▶ Your goal
Nothing should differ between your answer and the records below.

▶ Input material
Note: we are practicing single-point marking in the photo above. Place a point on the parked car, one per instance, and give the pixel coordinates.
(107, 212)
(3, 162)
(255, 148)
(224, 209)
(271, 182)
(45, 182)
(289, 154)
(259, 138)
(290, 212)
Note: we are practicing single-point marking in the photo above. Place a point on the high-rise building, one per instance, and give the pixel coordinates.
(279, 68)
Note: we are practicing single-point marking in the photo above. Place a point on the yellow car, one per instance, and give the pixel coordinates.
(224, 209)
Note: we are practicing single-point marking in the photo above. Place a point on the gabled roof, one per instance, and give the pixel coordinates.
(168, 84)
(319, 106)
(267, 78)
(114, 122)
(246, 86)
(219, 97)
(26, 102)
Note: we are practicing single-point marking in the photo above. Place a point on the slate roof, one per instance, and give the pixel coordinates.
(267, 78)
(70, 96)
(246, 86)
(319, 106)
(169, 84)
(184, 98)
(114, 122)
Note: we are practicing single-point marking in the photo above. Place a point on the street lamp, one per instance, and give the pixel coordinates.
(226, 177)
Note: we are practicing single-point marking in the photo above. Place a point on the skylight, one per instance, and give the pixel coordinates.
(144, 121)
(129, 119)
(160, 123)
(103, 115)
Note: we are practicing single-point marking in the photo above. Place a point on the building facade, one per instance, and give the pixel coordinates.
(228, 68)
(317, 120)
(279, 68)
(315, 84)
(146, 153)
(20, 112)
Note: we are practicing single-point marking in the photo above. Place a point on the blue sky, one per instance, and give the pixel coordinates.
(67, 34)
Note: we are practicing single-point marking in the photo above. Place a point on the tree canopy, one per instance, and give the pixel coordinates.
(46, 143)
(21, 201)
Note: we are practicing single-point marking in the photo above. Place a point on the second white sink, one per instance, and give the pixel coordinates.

▶ Solved problem
Note: we are practicing single-point marking in the photo above. Place a point on the parked car, one per instance, and give the pixel coordinates.
(107, 212)
(3, 162)
(255, 148)
(224, 209)
(271, 182)
(45, 182)
(289, 154)
(259, 138)
(290, 212)
Note: we are practicing single-point marking in the photo above. Place a point on the high-rise building, one per instance, and give the pixel coordinates.
(279, 68)
Note: we are practicing single-point marking in the photo above. Place a point on the yellow car, one per instance, and give the pixel coordinates.
(224, 209)
Note: we are practicing single-point marking in the photo above. Place a point on the gabled roof, one per instance, and give the pixel coordinates.
(168, 84)
(319, 106)
(267, 78)
(114, 122)
(246, 86)
(219, 97)
(26, 102)
Note: we are practicing single-point marking in the photo above. Place a point on the slate roof, one per instance, and give the pixel coordinates.
(267, 78)
(70, 96)
(246, 86)
(319, 106)
(169, 84)
(184, 98)
(114, 122)
Note: we are practicing single-point marking in the photo above. Place a point on the street lamp, one per instance, and give the pixel coordinates.
(226, 177)
Note: we are practicing single-point marking in the photo above. Place a point on the skylight, one per instance, and give the pixel coordinates.
(144, 121)
(129, 119)
(160, 123)
(103, 115)
Note: we are practicing single-point marking in the photo above. Place a point on the building facade, one per instance, and give the pixel coordinates.
(228, 68)
(317, 120)
(279, 68)
(315, 84)
(146, 153)
(20, 112)
Note: we are practicing single-point marking in the photo above. Place a point on the blue sky, one per instance, and give the pixel coordinates.
(67, 34)
Note: we are practicing single-point marking in the photo above. Place a point on the tree canopy, one per instance, and give the pixel coordinates.
(46, 143)
(21, 201)
Note: we are practicing single-point marking in the photo above. Place a point on the second white sink, one per instance, and give the pixel coordinates.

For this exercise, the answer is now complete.